● BRIEF: Update the material from its first line through the line containing "left=197, top=187, right=239, bottom=214", inclusive, by changing "pixel values" to "pixel coordinates" and leaving everything else as it is. Leave the pictures out of your answer.

Detection examples
** Begin **
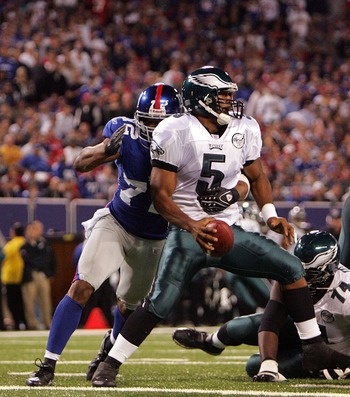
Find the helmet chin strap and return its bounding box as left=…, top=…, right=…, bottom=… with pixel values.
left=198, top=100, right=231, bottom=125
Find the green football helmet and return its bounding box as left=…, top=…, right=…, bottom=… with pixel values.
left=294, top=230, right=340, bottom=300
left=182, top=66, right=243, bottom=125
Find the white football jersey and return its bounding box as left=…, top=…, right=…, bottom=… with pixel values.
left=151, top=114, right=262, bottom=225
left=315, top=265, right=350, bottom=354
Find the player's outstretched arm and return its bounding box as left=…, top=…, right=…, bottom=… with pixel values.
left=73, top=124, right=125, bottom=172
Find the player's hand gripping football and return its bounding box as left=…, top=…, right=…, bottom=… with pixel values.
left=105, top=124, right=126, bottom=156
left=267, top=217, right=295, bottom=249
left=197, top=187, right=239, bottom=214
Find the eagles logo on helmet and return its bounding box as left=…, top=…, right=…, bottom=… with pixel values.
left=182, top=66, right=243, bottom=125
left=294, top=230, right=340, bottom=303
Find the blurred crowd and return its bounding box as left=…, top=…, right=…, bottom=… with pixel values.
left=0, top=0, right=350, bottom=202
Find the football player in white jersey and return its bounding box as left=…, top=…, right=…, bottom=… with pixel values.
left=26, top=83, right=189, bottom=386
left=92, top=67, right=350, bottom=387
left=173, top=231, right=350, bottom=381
** End **
● ANSWER IN FULL:
Find the helmet chin strap and return its bounding box as left=…, top=…, right=…, bottom=… with pixel coordinates.
left=198, top=100, right=231, bottom=125
Find the green football helmet and return its bounding box as left=…, top=…, right=…, bottom=… with pixel coordinates.
left=294, top=230, right=340, bottom=300
left=182, top=66, right=243, bottom=125
Find the white football jersey and return its bounding box as left=…, top=…, right=…, bottom=… with pixel coordinates.
left=151, top=114, right=262, bottom=225
left=315, top=265, right=350, bottom=354
Find the player's outstretched arm and return its bounding box as left=…, top=…, right=…, bottom=… with pixel coordinates.
left=73, top=124, right=125, bottom=172
Find the player's hand gripping football and return its bounding box as left=…, top=…, right=…, bottom=… with pixel coordinates.
left=105, top=124, right=126, bottom=156
left=267, top=217, right=295, bottom=249
left=197, top=187, right=239, bottom=214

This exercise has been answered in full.